**Goals**.
1. In the text on Olaf the White, reproduce the stretch from "Source: Landnámabók" through "Óláfr of Dublin.", with "Ivar" substituted for "Ívarr".
2. Render this sentence from the text on Olaf the White in Spanish: "He eventually left Norway to settle in the Hebrides."
3. Carry the text on Olaf the White and Ketil Flatnose forward from its last sentence.

**Document text**.
______________________________

Source: Landnámabók
Olaf the White was king in Ireland from 853 to 871.
The Annals of Ulster name the Norse leader who was defeated by Óláfr and Ívarr in 857 as Caittil Find ... a name which, in keeping with the mixed cultural origins of the Gall-Gaedhil, is part Norse and part Gaelic. It is made up of Old Norse Ketill and Old Irish Find meaning 'fair'. The possiblity immediately suggests itself that this Ketill who was defeated by Óláfr and Ívarr in Ireland in 857 was no other than Ketill flatnefr [Ketil Flatnose], a prominent ninth century viking who is shown in the saga literature to have had close associations with the British Isles and with Óláfr of Dublin.
While the Cogadh Gaedhel claims that Caittil was slain in the Munster battle, the Annals of Ulster record only his defeat ... It is clear from Norse accounts that the lands round about the British Isles were known to Kettil from his youth when he harried there far and wide. He eventually left Norway to settle in the Hebrides. He undoubtedly ended his days in the British Isles, but Norse sources do not specify precisely where he died.

______________________________

**Information supplied**.
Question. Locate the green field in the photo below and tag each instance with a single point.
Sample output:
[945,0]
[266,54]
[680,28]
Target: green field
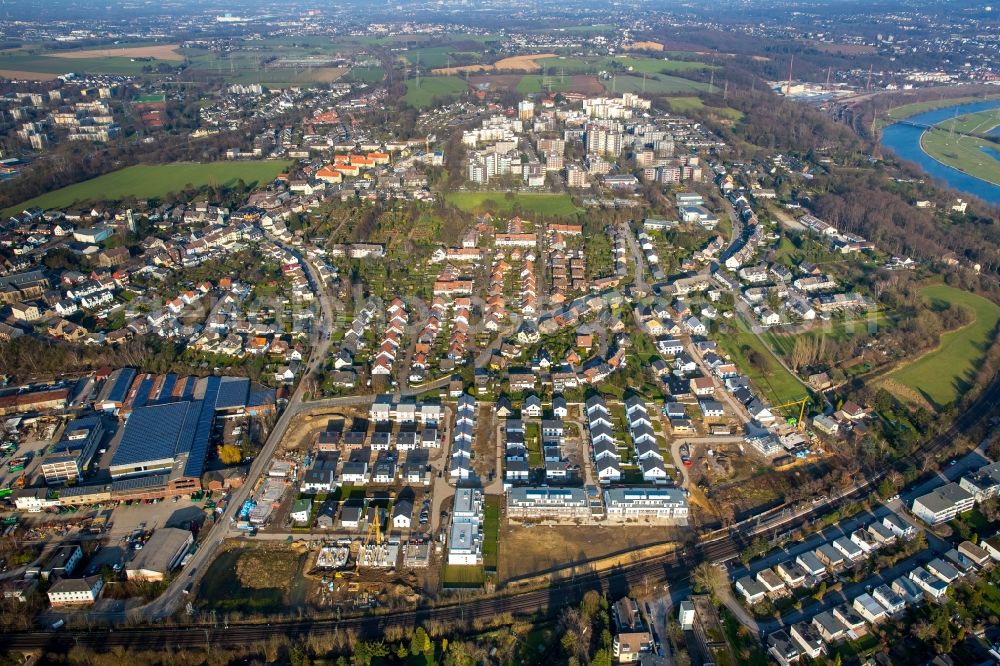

______________________________

**Replies**.
1.
Source: Landnámabók
Olaf the White was king in Ireland from 853 to 871.
The Annals of Ulster name the Norse leader who was defeated by Óláfr and Ivar in 857 as Caittil Find ... a name which, in keeping with the mixed cultural origins of the Gall-Gaedhil, is part Norse and part Gaelic. It is made up of Old Norse Ketill and Old Irish Find meaning 'fair'. The possiblity immediately suggests itself that this Ketill who was defeated by Óláfr and Ivar in Ireland in 857 was no other than Ketill flatnefr [Ketil Flatnose], a prominent ninth century viking who is shown in the saga literature to have had close associations with the British Isles and with Óláfr of Dublin.

2. Con el tiempo dejó Noruega para establecerse en las Hébridas.

3.
Ketill flatnefr's children are universally given in the sagas as two sons Bjorn austrni and Helgi bjólan and three daughters, Auðr, Þórunn and Jórunn. Eyrbyggja saga relates that Bjorn followed his family to the Hebrides ten years after Ingólfr Arnarson had settled in Iceland. This suggests a date c884 for Bjorn's voyage to the west. When he reached the Hebrides he found that his father Ketill had already died- a clear indication that Ketill flatnefr's lifespan centred on the middle of the ninth century.
Auðrinn djúpauðga appears to have married Olaf before he sailed for Dublin and before Ketill sailed for the Hebrides. Later, Auðr is always associated with her father, not with her husband, who put her aside in favour of an Irish princess. Several Scandinavian sources state that during his sojourn in the Hebrides Ketill had a serious quarrel with the Norwegian king, which arose from the refusal of Ketill to pay tribute as chieftain of the Hebrides. Þórunn hyrna, one of Ketill's daughters, was, according to Scandinavian accounts married to Helgi magri the Norse grandson of the Irish king, Cerball of Ossory. Cerball died in 888. One of Ketill's grandsons Þorsteinn raudðr married Þuríðr the granddaughter of this same Cerball ... helping to date Ketill's active career to c840-80.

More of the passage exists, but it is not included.